• INSTRUCTIONS FOR THE TASK: Copy out the records below, putting "stone" wherever "boulder" appears and leaving the rest as it is.

-- start INFORMATION SUPPLIED --

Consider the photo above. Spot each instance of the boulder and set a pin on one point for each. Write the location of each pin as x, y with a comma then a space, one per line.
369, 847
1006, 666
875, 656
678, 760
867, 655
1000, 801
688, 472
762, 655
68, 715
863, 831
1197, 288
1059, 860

-- end INFORMATION SUPPLIED --

• THE SOLUTION:
Consider the photo above. Spot each instance of the stone and set a pin on one point for each. Write the location of each pin as x, y with a comma then a space, one per line.
369, 847
1006, 666
875, 656
678, 760
867, 655
1000, 801
688, 472
762, 655
68, 715
863, 831
1197, 288
1059, 860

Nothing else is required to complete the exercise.